NOTE: This version includes breaking changes compared to the 0.4.x version. To use it in your application, you must update your code and thoroughly test the changes to ensure everything functions as expected before deploying it to production environments. If you want to use the legacy version, please refer to the 0.4 folder.
This SDK provides a convenient way to interact with the Twelve Labs Video Understanding Platform from an application written in JavaScript or TypeScript language. The SDK equips you with a set of intuitive methods that streamline the process of interacting with the platform, minimizing the need for boilerplate code.
Ensure that the following prerequisites are met before using the SDK:
- Node.js or Bun must be installed on your machine.
- You have an API key. If you don't have an account, please sign up for a free account. Then, to retrieve your API key, go to the API Key page, and select the Copy icon to the right of the key to copy it to your clipboard.
Install the pre-release version of the twelvelabs-js
package:
yarn add twelvelabs-js # or npm install twelvelabs-js
- Import the "twelvelabs-js" package into your application:
import { TwelveLabs } from "twelvelabs-js";
- Instantiate the SDK client with your API key:
const client = new TwelveLabs({ apiKey: "<YOUR_API_KEY>" });
To get started with the SDK, follow these basic steps:
- Create an index.
- Upload videos.
- Perform downstream tasks, such as searching or analyzing videos to generate text based on their content.
To create an index, use the example code below, replacing "<YOUR_INDEX_NAME>" with the desired name for your index:
let index = await client.indexes.create({
indexName: "<YOUR_INDEX_NAME>",
models: [
{
modelName: "marengo2.7",
modelOptions: ["visual", "audio"],
},
{
modelName: "pegasus1.2",
modelOptions: ["visual", "audio"],
},
],
});
console.log(`Created index: id=${index.id} name=${index.name}`);
Note the following about this example:
- The platform provides two distinct models, each serving unique purposes in multimodal video understanding.

Data |
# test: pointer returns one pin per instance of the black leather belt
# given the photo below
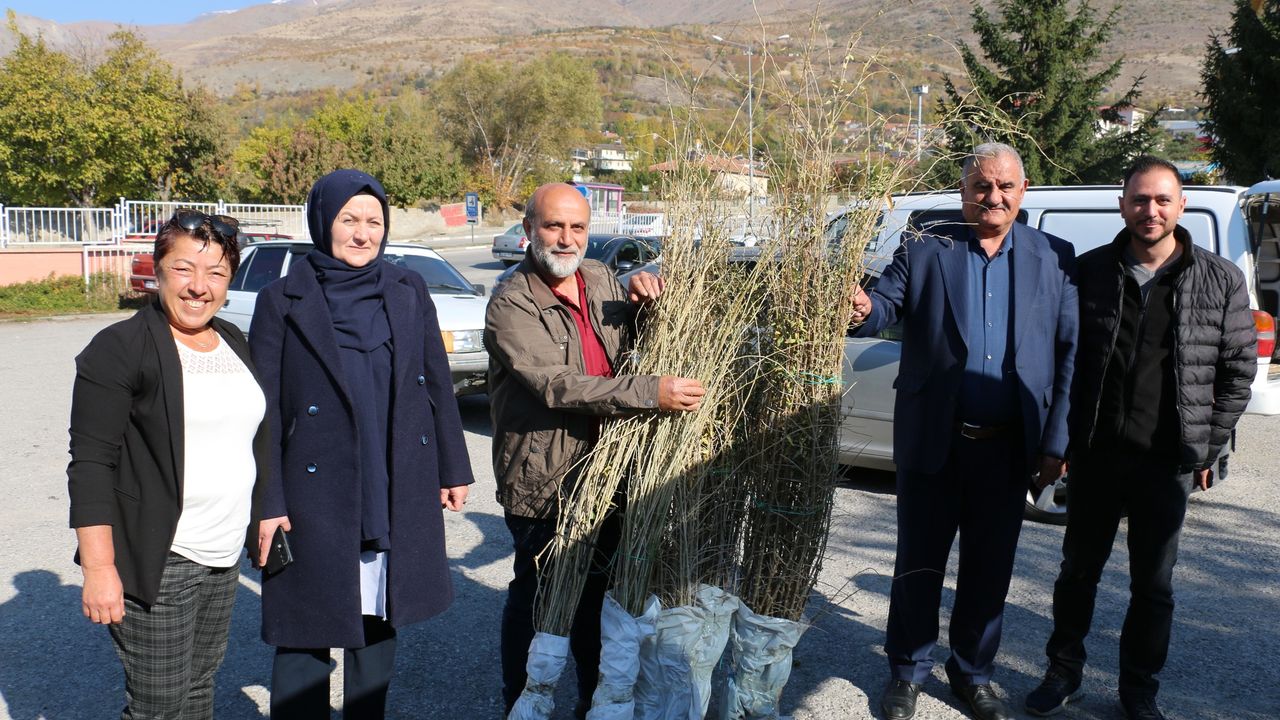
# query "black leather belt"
(983, 432)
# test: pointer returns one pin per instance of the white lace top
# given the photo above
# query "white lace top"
(222, 409)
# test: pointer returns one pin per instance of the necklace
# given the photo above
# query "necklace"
(195, 340)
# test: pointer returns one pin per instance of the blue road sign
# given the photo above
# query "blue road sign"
(472, 208)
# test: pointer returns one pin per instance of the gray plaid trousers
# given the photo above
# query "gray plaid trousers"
(172, 650)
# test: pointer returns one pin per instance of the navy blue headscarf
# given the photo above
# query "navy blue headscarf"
(359, 314)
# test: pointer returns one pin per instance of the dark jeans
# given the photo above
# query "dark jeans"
(530, 537)
(1155, 493)
(300, 678)
(979, 492)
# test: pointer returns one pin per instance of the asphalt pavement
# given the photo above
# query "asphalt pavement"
(55, 665)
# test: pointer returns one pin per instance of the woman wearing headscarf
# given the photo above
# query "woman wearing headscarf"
(169, 449)
(366, 447)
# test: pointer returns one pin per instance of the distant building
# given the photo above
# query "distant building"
(1183, 126)
(734, 174)
(1129, 119)
(609, 156)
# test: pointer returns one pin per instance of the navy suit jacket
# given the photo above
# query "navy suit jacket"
(926, 287)
(315, 601)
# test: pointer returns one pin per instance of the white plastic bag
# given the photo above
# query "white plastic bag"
(760, 665)
(621, 636)
(547, 657)
(676, 666)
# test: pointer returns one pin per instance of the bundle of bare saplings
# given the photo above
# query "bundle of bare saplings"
(726, 509)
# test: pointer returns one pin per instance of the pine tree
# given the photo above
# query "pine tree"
(1034, 90)
(1242, 81)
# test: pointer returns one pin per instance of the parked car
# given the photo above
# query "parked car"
(621, 253)
(458, 304)
(510, 246)
(142, 272)
(1088, 218)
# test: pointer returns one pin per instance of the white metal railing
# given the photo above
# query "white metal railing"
(101, 233)
(110, 263)
(56, 226)
(284, 219)
(647, 224)
(142, 218)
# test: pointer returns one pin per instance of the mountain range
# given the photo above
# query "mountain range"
(291, 45)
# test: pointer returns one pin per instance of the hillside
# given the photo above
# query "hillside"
(307, 44)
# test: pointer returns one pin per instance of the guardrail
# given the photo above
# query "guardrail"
(54, 227)
(58, 226)
(645, 224)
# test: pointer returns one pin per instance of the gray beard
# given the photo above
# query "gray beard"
(553, 264)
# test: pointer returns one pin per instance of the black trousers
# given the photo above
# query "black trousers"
(530, 537)
(979, 492)
(1105, 484)
(300, 678)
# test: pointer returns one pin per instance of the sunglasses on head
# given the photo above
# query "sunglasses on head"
(191, 220)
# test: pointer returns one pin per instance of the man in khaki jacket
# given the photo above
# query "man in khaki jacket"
(554, 335)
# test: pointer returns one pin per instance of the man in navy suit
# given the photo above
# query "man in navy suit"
(990, 317)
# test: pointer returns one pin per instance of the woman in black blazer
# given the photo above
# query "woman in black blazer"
(169, 451)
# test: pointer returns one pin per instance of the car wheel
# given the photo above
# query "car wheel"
(1047, 505)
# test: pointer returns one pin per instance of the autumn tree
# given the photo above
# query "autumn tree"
(510, 121)
(1036, 87)
(400, 144)
(1242, 82)
(83, 132)
(48, 131)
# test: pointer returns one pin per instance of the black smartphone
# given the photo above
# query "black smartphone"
(279, 555)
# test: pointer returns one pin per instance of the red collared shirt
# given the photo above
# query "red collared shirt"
(594, 358)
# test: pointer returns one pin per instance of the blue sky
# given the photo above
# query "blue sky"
(126, 12)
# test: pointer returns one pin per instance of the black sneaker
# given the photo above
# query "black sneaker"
(1141, 707)
(899, 700)
(1055, 691)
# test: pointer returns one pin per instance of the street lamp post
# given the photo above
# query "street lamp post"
(750, 128)
(920, 91)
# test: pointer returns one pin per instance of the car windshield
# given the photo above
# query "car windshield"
(597, 247)
(440, 277)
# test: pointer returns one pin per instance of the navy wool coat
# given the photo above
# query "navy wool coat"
(315, 601)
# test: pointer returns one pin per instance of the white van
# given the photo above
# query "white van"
(1239, 224)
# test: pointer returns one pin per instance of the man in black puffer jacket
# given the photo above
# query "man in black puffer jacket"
(1162, 370)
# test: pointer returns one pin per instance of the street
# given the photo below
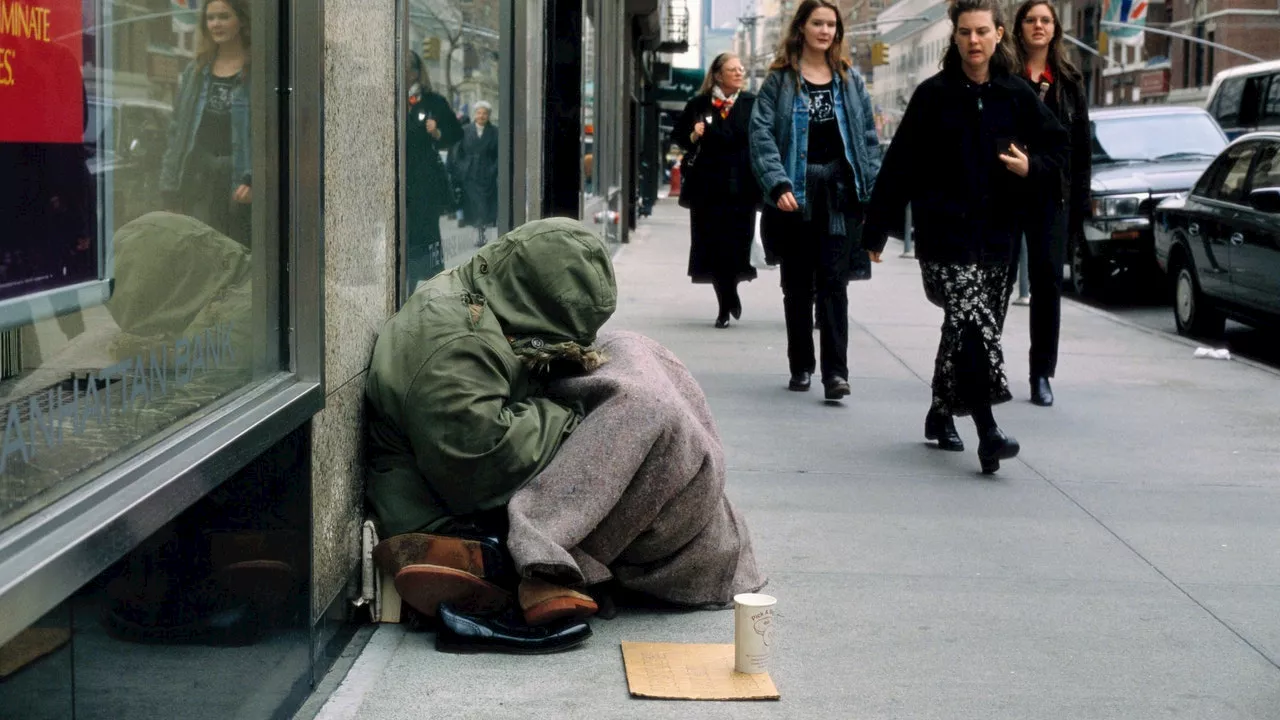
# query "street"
(1124, 565)
(1151, 309)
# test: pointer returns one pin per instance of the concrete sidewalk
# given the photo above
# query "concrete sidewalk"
(1125, 565)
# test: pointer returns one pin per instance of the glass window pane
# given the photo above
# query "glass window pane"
(453, 121)
(138, 270)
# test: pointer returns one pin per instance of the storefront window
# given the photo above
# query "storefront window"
(138, 268)
(451, 133)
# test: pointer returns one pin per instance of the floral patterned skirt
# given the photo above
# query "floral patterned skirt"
(974, 300)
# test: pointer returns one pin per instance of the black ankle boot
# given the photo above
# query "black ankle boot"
(942, 428)
(993, 447)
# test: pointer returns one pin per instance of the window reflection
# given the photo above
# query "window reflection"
(451, 136)
(133, 267)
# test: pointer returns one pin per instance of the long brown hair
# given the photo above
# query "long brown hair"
(1004, 60)
(792, 45)
(208, 49)
(717, 65)
(1059, 63)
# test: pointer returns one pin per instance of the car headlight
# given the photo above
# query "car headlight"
(1119, 205)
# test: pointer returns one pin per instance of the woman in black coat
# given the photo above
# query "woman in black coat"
(973, 150)
(1059, 217)
(718, 186)
(430, 127)
(475, 162)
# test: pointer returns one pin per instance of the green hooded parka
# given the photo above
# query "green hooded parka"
(455, 425)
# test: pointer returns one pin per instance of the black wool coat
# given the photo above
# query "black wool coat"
(967, 206)
(722, 190)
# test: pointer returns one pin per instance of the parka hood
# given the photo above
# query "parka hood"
(547, 282)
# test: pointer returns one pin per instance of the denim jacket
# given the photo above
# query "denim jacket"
(184, 126)
(777, 136)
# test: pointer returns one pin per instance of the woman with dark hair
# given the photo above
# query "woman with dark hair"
(1057, 217)
(973, 151)
(206, 171)
(720, 190)
(432, 126)
(816, 154)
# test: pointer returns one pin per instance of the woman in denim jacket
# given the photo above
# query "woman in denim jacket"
(816, 154)
(208, 167)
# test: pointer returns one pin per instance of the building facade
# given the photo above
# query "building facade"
(209, 213)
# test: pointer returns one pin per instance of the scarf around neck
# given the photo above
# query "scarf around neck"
(723, 103)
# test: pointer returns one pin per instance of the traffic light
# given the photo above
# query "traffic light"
(432, 49)
(880, 54)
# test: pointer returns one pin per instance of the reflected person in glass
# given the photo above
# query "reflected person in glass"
(208, 167)
(717, 183)
(1060, 215)
(475, 172)
(432, 127)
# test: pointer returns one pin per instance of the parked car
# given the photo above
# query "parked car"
(1141, 156)
(1220, 242)
(1246, 99)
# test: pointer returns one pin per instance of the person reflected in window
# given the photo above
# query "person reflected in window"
(432, 127)
(1059, 217)
(206, 171)
(717, 183)
(816, 154)
(476, 172)
(974, 149)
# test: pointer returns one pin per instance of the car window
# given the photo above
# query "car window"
(1266, 172)
(1226, 105)
(1230, 182)
(1156, 137)
(1271, 106)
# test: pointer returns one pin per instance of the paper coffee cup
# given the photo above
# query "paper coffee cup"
(753, 632)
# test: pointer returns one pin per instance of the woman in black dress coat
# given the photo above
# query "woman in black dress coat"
(1059, 215)
(722, 194)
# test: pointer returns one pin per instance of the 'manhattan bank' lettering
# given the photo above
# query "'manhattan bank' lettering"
(126, 386)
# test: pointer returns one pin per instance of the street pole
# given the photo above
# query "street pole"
(1183, 36)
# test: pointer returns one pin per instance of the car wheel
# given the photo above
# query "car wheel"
(1193, 313)
(1084, 278)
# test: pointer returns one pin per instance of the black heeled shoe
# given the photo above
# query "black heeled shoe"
(1042, 393)
(993, 447)
(942, 428)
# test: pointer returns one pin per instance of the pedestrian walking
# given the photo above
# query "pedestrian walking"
(816, 154)
(717, 185)
(475, 172)
(974, 147)
(1059, 217)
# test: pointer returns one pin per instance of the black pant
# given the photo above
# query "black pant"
(814, 259)
(1045, 256)
(726, 292)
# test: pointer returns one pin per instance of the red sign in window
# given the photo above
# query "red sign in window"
(41, 83)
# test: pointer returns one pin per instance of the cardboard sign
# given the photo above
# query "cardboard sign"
(41, 81)
(690, 671)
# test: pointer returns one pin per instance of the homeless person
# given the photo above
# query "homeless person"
(494, 410)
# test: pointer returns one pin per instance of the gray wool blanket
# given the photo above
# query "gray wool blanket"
(636, 492)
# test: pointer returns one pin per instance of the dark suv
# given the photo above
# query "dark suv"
(1141, 156)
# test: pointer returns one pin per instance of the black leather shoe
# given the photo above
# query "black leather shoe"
(836, 388)
(942, 428)
(993, 447)
(1042, 393)
(504, 633)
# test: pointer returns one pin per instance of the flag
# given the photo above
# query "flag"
(1129, 13)
(186, 14)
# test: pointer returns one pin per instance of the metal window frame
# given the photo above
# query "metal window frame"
(50, 555)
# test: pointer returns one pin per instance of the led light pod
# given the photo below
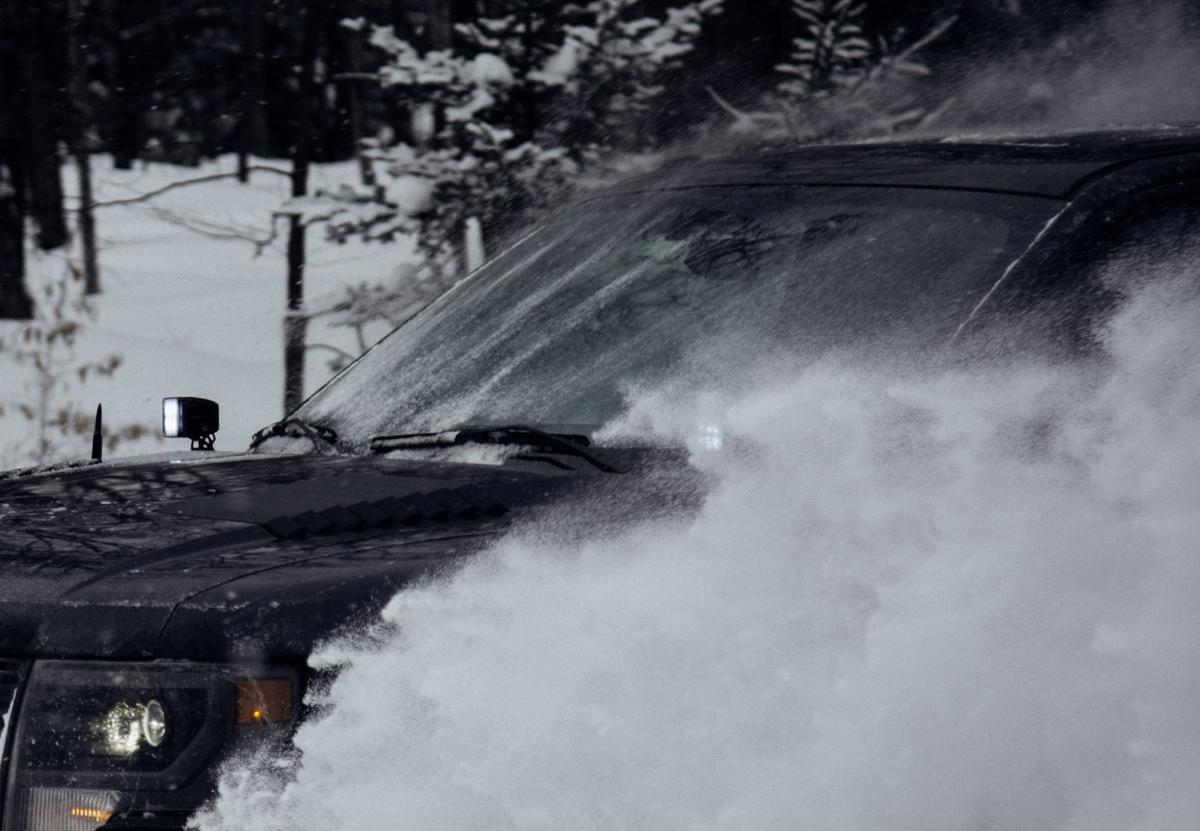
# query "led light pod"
(191, 418)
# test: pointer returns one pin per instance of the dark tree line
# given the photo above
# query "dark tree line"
(183, 81)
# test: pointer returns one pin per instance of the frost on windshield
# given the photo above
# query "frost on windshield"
(623, 292)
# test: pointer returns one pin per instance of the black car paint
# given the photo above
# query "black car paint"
(123, 561)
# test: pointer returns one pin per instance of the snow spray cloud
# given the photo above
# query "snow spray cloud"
(1128, 63)
(945, 602)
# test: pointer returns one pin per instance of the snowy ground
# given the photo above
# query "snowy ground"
(189, 304)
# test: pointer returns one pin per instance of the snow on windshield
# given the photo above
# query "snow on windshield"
(939, 601)
(624, 293)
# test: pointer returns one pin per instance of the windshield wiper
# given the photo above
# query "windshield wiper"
(297, 428)
(513, 434)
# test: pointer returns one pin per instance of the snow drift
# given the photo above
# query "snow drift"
(934, 602)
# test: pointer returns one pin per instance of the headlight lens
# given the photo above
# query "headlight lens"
(94, 741)
(129, 727)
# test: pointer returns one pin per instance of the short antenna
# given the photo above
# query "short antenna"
(97, 440)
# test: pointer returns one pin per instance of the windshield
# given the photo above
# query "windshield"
(631, 290)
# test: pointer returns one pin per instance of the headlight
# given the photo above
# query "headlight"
(95, 741)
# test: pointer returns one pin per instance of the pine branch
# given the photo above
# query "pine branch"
(185, 183)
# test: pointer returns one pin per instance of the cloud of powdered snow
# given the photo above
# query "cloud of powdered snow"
(928, 602)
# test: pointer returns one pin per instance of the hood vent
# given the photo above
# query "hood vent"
(325, 506)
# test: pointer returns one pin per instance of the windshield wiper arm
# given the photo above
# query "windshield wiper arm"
(513, 434)
(297, 428)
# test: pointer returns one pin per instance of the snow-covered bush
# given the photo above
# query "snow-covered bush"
(47, 346)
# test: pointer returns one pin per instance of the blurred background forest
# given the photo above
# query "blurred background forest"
(421, 135)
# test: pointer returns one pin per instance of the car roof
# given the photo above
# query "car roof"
(1048, 166)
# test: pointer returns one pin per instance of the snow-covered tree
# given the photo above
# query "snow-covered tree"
(843, 83)
(832, 53)
(505, 123)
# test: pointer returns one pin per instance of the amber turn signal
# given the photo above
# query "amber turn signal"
(264, 701)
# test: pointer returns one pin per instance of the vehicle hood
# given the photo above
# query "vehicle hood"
(210, 560)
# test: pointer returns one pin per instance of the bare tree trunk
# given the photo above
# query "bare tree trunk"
(15, 300)
(295, 323)
(354, 103)
(253, 138)
(42, 161)
(81, 123)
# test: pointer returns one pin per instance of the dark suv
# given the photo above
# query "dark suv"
(159, 613)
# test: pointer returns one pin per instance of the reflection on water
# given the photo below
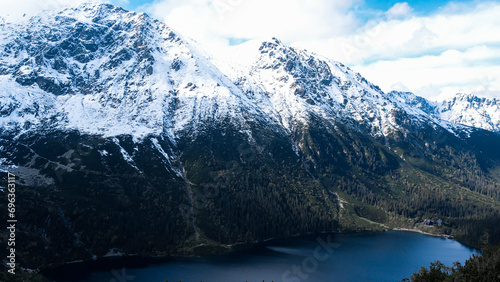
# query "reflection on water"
(367, 256)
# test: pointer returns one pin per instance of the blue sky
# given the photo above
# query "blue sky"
(432, 48)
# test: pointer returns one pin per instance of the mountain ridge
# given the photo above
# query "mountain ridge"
(166, 150)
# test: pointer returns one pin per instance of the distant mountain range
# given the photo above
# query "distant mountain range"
(127, 136)
(465, 109)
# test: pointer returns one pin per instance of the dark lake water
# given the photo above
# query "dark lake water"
(367, 256)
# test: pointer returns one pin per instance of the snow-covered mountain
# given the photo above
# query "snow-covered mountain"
(102, 70)
(126, 135)
(471, 110)
(465, 109)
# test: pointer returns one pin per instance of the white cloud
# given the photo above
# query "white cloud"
(474, 70)
(215, 21)
(399, 10)
(23, 9)
(434, 56)
(453, 50)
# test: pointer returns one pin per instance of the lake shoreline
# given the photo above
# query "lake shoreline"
(297, 251)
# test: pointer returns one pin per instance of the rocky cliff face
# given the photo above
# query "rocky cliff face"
(126, 135)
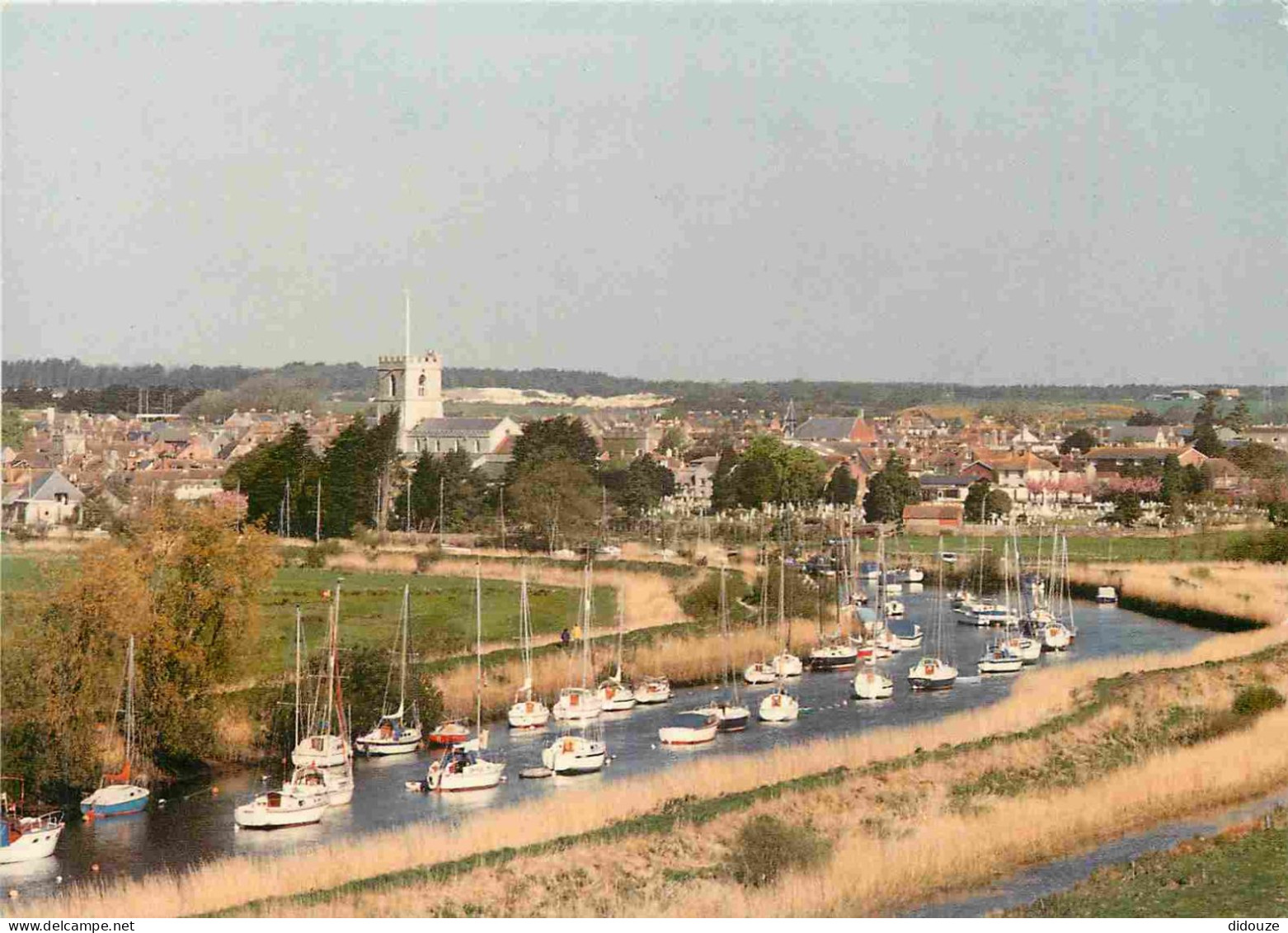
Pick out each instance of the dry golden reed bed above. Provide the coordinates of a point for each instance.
(1248, 591)
(1035, 699)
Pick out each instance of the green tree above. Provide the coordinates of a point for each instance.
(1081, 440)
(641, 486)
(1239, 417)
(985, 502)
(12, 426)
(843, 488)
(554, 438)
(724, 491)
(1127, 509)
(889, 491)
(263, 474)
(1206, 440)
(559, 503)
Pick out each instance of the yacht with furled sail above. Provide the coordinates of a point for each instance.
(116, 795)
(527, 712)
(464, 767)
(933, 671)
(581, 704)
(785, 662)
(26, 836)
(392, 735)
(326, 745)
(729, 712)
(614, 695)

Tasks to carry out |
- a) According to the SDK documentation, what must be installed on your machine before using the SDK?
- b) Using the SDK documentation, explain why code written for the 0.4.x version must be updated and tested before this version is deployed to production.
- c) Proceed with the SDK documentation from the point at which it stops.

In response |
- a) Node.js or Bun.

- b) This version includes breaking changes compared to the 0.4.x version. Existing code must therefore be updated and thoroughly tested to ensure everything functions as expected before it reaches production environments.

- c)
- Marengo: An embedding model that analyzes multiple modalities in video content, including visuals, audio, and text, to provide a holistic understanding similar to human comprehension. Key use cases include searching using image or natural-language queries and creating embeddings for various downstream applications. The current version is Marengo 2.7.
- Pegasus: A generative model that analyzes multiple modalities to generate contextually relevant text based on the content of your videos. Key use cases include content summarization and timestamp identification. The current version is Pegasus 1.2. This example enables both Marengo and Pegasus.
- The
models.options
fields specify the modalities each video understanding model will process. - The models and the model options specified when you create an index apply to all the videos you upload to that index and cannot be changed.
Note that the platform returns, among other information, a field named id
, representing the unique identifier of your new index.
For a description of each field in the request and response, see the Create an index section.
Before you upload a video to the platform, ensure that it meets the following requirements:
- Video resolution: The shorter side (width or height) must be at least 360 pixels and must not exceed 2160 pixels.
- Aspect ratio: Must be one of the following (including both landscape and portrait variants): 1:1, 4:3, 4:5, 5:4, 16:9, 9:16, or 17:9.
- Video and audio formats: The video files you wish to upload must be encoded in the video and audio formats listed on the FFmpeg Formats Documentation page. For videos in other formats, contact us at support@twelvelabs.io.
- Duration: For Marengo, it must be between 4 seconds and 2 hours (7,200s). For Pegasus, it must be between 4 seconds and 1 hour (3,600s).
- File size: Must not exceed 2 GB.
To upload videos, use the example code below, replacing the following:
<YOUR_VIDEO_PATH>
: with a string representing the path to the directory containing the video files you wish to upload.<YOUR_INDEX_ID>
: with a string representing the unique identifier of the index to which you want to upload your video.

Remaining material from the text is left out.